=== Begin Enclosure ===

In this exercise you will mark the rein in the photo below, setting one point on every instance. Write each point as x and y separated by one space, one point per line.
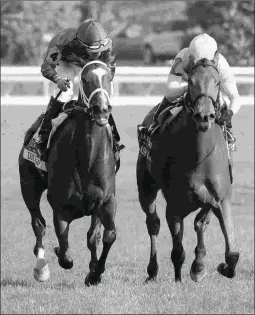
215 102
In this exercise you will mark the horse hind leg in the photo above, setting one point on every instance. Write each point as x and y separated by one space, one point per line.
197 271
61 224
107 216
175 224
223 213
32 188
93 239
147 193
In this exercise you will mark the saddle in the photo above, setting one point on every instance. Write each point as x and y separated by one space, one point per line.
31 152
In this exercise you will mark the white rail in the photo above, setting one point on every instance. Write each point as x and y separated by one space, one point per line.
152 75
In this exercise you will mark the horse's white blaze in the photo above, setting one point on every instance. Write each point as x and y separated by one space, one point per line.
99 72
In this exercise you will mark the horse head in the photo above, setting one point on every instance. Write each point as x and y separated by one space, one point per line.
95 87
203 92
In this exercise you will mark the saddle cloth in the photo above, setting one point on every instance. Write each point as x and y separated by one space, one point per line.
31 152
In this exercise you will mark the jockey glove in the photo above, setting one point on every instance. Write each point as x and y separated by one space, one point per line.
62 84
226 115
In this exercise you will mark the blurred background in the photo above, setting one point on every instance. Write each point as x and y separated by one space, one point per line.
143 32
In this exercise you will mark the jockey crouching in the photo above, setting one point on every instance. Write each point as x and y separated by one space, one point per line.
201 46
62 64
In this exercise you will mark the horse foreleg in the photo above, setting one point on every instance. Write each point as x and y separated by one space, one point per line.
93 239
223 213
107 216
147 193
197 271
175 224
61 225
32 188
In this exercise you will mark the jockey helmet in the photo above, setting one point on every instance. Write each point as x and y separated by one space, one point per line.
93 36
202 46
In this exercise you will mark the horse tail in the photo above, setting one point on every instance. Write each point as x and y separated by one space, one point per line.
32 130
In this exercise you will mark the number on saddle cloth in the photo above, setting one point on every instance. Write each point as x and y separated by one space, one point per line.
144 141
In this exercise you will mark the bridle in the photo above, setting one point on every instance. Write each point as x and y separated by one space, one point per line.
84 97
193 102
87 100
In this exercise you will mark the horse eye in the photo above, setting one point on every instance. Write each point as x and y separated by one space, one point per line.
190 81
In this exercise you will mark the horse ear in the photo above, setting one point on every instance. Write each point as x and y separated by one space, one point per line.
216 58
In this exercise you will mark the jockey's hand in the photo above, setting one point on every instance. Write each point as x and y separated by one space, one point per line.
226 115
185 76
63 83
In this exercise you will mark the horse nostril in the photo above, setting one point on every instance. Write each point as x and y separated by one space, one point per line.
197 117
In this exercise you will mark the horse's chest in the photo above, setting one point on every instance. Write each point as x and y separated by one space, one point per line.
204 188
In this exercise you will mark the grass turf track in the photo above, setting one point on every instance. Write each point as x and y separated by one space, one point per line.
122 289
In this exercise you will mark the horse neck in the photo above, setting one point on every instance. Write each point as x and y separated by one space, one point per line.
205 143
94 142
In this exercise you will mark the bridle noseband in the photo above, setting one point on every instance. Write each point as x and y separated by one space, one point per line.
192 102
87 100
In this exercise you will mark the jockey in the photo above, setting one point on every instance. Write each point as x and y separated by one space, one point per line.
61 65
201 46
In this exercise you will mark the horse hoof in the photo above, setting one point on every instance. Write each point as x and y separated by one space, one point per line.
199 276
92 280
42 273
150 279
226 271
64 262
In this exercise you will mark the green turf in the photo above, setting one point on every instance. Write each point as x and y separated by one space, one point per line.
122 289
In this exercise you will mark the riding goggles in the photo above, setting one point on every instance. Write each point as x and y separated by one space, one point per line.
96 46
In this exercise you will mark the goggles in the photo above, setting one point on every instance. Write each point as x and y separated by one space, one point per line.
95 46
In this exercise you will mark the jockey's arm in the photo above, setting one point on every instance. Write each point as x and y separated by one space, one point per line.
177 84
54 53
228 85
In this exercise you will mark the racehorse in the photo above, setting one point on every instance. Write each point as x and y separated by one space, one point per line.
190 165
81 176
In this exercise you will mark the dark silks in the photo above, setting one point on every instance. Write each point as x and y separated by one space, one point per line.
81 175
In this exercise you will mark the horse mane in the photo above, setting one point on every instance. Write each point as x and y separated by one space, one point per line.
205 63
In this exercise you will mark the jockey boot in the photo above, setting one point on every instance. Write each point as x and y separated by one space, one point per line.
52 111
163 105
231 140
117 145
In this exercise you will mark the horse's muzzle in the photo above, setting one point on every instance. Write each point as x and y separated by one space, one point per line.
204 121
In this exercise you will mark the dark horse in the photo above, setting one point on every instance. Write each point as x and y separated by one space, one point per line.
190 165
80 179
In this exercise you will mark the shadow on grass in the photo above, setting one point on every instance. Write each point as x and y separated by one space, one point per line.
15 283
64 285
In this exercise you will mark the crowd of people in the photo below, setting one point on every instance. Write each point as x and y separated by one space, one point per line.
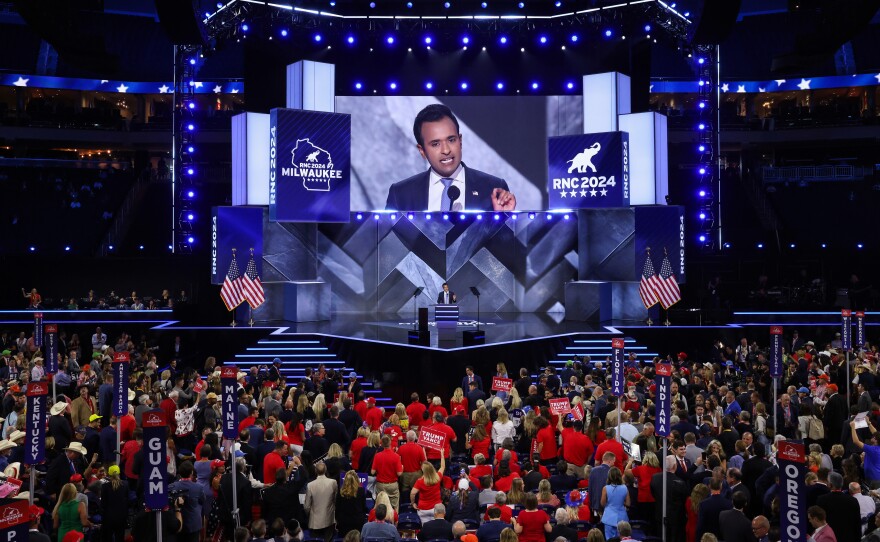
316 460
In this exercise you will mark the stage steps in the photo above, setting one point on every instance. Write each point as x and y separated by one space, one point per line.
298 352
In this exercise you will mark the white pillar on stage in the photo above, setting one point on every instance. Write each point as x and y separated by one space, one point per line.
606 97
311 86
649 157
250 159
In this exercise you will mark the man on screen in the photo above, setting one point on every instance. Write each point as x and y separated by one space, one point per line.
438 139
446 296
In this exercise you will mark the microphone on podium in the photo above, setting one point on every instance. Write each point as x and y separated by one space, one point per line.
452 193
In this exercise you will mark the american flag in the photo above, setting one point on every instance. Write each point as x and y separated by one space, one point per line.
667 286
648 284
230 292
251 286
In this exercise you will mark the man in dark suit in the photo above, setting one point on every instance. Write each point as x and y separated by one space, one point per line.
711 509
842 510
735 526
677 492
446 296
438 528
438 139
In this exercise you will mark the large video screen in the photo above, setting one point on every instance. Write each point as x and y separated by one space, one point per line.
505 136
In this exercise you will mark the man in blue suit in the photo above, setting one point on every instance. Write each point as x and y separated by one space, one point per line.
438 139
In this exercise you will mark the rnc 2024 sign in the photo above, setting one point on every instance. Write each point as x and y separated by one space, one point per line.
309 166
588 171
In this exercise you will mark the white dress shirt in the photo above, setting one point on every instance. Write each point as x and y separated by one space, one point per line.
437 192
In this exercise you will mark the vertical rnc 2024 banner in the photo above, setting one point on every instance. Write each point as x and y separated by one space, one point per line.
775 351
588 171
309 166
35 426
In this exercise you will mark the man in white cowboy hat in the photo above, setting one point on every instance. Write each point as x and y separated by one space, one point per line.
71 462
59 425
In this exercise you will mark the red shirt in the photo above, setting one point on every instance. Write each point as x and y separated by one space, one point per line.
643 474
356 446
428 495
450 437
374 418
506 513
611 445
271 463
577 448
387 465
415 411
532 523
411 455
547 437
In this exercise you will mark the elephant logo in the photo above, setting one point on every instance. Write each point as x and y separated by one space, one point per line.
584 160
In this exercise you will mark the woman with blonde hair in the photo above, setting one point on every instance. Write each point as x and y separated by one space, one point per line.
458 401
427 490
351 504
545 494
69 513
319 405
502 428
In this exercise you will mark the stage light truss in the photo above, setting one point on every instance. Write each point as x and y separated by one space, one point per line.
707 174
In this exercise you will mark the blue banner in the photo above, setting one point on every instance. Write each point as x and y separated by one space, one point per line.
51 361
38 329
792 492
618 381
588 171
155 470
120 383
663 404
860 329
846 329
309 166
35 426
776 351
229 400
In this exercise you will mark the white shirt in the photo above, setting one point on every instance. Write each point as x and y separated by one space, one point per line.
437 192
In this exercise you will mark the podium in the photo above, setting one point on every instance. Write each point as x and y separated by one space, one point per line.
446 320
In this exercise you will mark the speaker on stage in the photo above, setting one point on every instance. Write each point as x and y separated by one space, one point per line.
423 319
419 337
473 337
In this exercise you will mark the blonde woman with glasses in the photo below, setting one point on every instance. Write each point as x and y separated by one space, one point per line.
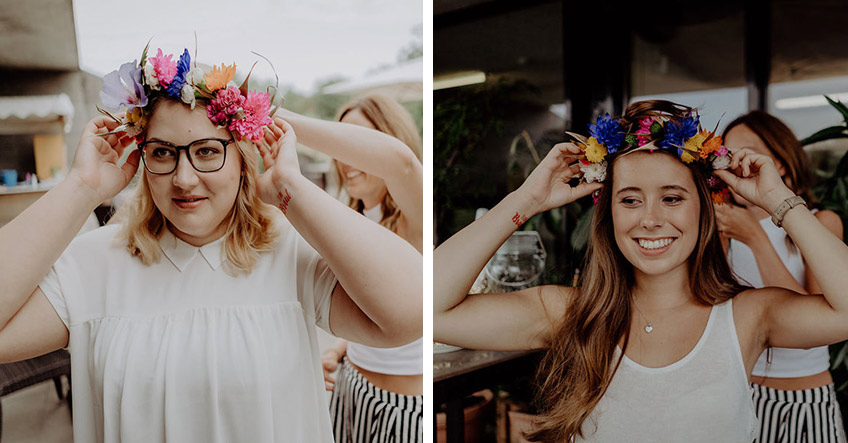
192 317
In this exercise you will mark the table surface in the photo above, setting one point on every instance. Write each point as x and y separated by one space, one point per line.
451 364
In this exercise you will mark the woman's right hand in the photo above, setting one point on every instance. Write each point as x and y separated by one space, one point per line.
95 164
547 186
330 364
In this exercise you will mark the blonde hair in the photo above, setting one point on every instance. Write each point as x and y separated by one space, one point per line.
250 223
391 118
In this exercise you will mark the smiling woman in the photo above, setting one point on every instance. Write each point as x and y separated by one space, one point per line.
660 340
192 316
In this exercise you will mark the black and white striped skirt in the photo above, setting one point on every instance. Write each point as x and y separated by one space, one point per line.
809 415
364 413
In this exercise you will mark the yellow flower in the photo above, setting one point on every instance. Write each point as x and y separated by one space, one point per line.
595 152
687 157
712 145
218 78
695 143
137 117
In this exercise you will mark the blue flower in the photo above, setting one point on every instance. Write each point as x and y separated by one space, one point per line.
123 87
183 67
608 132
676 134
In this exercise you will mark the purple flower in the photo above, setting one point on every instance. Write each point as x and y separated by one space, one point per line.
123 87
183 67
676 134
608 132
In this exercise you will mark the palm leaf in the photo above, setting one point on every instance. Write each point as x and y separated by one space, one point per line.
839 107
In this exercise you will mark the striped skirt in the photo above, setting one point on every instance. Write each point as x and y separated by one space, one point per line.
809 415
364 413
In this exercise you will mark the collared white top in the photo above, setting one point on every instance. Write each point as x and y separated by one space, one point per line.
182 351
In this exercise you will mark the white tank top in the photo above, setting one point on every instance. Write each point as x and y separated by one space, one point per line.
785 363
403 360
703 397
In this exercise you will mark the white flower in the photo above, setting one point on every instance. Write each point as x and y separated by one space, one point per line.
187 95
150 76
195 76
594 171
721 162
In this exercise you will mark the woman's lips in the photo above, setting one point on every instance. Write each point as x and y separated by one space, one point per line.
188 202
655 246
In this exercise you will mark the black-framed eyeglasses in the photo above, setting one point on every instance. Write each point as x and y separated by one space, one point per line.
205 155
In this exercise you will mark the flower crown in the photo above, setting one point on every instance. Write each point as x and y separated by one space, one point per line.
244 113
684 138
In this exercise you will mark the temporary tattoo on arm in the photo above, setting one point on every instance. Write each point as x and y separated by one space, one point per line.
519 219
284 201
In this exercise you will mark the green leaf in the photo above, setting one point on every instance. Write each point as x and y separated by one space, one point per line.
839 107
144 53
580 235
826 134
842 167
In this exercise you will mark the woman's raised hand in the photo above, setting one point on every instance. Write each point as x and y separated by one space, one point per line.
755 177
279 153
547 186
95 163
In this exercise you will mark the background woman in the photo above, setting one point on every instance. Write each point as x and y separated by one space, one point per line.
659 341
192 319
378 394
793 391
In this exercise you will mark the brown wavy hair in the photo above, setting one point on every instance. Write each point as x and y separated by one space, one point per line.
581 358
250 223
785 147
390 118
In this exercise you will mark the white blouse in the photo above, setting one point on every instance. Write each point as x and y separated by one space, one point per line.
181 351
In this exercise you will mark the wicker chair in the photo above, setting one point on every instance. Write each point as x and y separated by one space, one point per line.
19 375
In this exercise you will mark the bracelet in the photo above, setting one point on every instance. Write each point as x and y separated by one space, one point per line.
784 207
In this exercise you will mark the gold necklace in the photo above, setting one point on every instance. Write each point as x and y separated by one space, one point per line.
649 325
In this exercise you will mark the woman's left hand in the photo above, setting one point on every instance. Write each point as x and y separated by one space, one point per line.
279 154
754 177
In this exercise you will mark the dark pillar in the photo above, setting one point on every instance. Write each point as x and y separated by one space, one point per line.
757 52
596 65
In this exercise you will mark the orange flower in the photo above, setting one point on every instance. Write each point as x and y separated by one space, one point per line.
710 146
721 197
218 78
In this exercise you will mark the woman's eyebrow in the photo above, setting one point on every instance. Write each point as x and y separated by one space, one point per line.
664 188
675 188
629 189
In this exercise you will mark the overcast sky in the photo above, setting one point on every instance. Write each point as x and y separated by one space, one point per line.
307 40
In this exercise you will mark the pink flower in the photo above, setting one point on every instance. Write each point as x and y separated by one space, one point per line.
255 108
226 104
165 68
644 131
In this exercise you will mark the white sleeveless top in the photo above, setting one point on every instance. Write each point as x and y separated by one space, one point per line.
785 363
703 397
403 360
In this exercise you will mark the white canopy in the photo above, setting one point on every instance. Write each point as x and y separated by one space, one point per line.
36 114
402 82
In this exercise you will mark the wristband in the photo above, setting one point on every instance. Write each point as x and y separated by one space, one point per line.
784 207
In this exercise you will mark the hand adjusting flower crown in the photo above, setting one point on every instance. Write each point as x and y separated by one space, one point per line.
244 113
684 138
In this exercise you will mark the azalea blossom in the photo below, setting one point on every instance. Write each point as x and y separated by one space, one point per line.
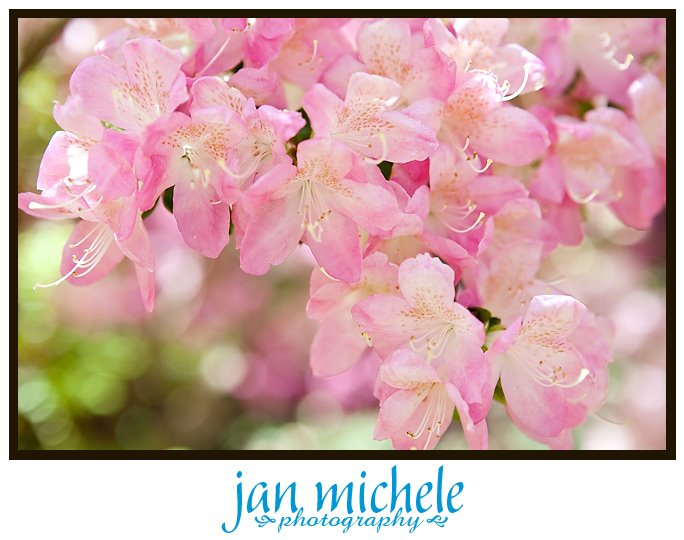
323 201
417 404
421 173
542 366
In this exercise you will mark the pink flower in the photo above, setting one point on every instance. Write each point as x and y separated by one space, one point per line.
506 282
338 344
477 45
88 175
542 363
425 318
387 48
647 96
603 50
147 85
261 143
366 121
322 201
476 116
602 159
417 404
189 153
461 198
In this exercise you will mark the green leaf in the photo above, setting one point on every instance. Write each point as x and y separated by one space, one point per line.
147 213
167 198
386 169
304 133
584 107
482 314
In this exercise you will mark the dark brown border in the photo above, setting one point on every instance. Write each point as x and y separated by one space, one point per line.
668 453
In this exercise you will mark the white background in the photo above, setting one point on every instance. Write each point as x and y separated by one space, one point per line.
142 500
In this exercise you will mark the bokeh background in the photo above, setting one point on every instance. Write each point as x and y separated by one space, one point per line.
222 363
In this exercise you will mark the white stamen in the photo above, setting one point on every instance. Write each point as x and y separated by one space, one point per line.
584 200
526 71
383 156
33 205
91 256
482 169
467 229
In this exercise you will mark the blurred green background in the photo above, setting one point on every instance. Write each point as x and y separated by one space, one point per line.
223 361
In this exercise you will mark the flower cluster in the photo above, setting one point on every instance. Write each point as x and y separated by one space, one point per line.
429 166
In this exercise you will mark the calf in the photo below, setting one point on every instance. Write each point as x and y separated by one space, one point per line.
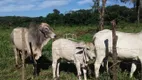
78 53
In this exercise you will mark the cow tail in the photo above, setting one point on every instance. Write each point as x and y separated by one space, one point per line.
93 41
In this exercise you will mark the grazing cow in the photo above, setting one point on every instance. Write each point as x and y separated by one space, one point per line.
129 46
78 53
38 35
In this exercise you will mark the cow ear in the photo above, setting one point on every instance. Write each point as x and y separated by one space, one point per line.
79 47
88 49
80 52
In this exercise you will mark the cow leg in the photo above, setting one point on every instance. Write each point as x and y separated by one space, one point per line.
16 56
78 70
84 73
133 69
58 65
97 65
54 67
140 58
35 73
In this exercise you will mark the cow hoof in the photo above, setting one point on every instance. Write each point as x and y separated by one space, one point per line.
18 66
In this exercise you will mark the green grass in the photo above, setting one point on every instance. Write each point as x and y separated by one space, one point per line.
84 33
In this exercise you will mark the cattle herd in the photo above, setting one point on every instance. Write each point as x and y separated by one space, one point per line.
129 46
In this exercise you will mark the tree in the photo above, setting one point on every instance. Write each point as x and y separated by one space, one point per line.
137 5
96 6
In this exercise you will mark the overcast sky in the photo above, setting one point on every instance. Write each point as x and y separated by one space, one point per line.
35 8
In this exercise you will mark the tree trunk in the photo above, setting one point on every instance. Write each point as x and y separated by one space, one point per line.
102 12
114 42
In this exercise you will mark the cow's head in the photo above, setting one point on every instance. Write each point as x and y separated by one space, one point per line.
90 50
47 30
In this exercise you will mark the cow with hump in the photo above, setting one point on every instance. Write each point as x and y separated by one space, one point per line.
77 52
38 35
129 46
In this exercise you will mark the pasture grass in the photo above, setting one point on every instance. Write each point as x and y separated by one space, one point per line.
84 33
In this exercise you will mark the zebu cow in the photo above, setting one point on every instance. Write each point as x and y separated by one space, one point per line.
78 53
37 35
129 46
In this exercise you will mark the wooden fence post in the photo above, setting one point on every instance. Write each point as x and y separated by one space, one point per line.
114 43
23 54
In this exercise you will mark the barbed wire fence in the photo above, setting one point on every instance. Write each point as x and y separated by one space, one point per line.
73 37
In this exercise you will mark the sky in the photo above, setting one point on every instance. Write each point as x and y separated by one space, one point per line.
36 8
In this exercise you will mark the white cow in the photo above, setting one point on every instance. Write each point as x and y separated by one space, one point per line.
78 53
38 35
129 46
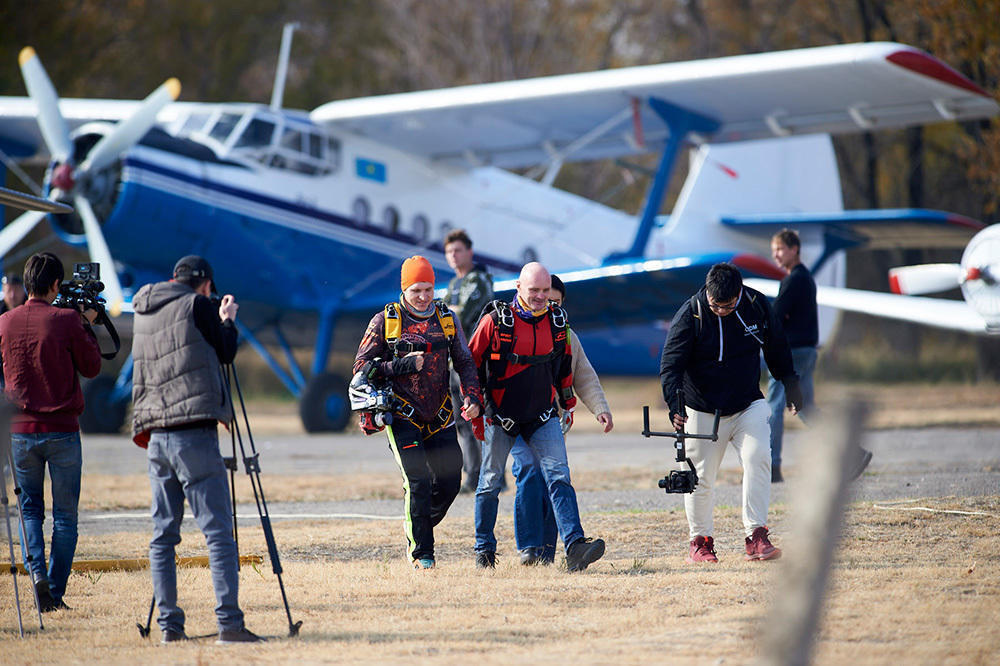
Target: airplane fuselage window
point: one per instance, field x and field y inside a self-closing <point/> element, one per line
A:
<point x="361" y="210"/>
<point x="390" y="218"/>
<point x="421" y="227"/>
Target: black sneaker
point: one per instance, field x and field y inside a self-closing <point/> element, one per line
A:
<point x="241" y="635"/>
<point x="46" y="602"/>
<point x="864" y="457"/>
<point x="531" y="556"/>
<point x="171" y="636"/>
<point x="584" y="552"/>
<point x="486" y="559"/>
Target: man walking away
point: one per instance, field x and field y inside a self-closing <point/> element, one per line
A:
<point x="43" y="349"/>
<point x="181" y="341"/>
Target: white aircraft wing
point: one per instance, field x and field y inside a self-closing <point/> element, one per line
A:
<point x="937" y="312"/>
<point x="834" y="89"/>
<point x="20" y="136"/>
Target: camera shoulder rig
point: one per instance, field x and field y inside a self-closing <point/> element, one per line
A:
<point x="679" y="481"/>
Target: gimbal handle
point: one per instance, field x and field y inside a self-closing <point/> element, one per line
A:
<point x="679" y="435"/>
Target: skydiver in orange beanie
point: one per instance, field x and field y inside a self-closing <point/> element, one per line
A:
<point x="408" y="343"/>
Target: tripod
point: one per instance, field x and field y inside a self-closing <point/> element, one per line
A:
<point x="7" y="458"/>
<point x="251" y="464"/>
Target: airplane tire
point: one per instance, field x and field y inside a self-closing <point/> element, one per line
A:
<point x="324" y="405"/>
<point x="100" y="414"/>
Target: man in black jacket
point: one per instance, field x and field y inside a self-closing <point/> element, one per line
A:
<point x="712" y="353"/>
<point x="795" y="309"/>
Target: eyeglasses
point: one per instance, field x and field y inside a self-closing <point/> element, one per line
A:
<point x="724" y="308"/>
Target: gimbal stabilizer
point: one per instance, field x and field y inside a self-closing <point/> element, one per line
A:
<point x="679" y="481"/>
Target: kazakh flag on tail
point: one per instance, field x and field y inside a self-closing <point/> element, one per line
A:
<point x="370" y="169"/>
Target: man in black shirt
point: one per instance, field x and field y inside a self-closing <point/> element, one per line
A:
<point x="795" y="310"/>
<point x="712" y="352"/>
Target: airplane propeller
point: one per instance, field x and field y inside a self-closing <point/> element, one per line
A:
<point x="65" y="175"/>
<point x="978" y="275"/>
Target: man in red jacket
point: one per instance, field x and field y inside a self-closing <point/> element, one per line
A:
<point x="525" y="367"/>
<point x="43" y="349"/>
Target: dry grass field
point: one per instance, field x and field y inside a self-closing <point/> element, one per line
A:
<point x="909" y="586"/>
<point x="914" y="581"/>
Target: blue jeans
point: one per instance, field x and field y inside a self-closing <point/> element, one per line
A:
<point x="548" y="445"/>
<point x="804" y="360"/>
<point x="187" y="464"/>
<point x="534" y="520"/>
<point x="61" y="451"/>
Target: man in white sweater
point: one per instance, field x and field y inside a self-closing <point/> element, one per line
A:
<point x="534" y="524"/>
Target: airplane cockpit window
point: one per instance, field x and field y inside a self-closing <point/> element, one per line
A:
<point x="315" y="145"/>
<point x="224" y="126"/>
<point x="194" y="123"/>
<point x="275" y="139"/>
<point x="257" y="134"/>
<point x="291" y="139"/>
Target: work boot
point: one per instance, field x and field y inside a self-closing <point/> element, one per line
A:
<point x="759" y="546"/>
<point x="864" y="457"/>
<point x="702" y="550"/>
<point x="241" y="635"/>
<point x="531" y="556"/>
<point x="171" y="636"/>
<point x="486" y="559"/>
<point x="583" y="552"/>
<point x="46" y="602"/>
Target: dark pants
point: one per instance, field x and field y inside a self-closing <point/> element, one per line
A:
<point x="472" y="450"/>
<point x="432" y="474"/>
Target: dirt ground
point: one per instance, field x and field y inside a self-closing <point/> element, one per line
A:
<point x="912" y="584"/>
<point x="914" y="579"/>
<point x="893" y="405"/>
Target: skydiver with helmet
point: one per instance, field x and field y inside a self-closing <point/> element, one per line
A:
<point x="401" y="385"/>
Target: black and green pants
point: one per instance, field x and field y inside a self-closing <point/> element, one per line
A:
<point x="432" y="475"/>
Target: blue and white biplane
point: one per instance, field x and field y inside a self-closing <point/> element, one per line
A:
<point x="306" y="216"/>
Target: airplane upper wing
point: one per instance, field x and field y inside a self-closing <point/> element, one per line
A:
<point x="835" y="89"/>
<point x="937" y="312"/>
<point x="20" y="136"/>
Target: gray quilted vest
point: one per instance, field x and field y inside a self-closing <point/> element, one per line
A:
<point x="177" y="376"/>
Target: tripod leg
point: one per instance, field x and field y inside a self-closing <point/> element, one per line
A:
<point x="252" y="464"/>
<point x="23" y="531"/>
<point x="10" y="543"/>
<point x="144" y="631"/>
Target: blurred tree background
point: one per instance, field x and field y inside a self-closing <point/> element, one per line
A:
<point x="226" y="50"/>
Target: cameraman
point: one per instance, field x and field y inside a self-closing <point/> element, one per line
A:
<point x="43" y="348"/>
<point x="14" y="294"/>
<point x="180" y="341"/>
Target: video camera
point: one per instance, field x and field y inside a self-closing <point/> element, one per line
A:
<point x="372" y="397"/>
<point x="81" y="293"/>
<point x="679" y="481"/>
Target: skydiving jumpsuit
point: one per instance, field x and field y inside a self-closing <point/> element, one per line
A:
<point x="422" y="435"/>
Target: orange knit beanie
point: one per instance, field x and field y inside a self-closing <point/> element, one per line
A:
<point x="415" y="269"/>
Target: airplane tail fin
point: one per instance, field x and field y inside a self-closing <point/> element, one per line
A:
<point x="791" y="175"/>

=== End Enclosure ===

* Task brief:
Copy the lines above exactly, beginning at the line containing "Target: orange knit beanie" and stopping at the last line.

* Solution to this problem:
Target: orange knit beanie
point: one per instance, field x and field y inside a self-closing <point/> element, one per line
A:
<point x="415" y="269"/>
Target: airplane tail fin
point: one per instance, field x and field y inside a self-closing <point/> element, one per line
A:
<point x="791" y="175"/>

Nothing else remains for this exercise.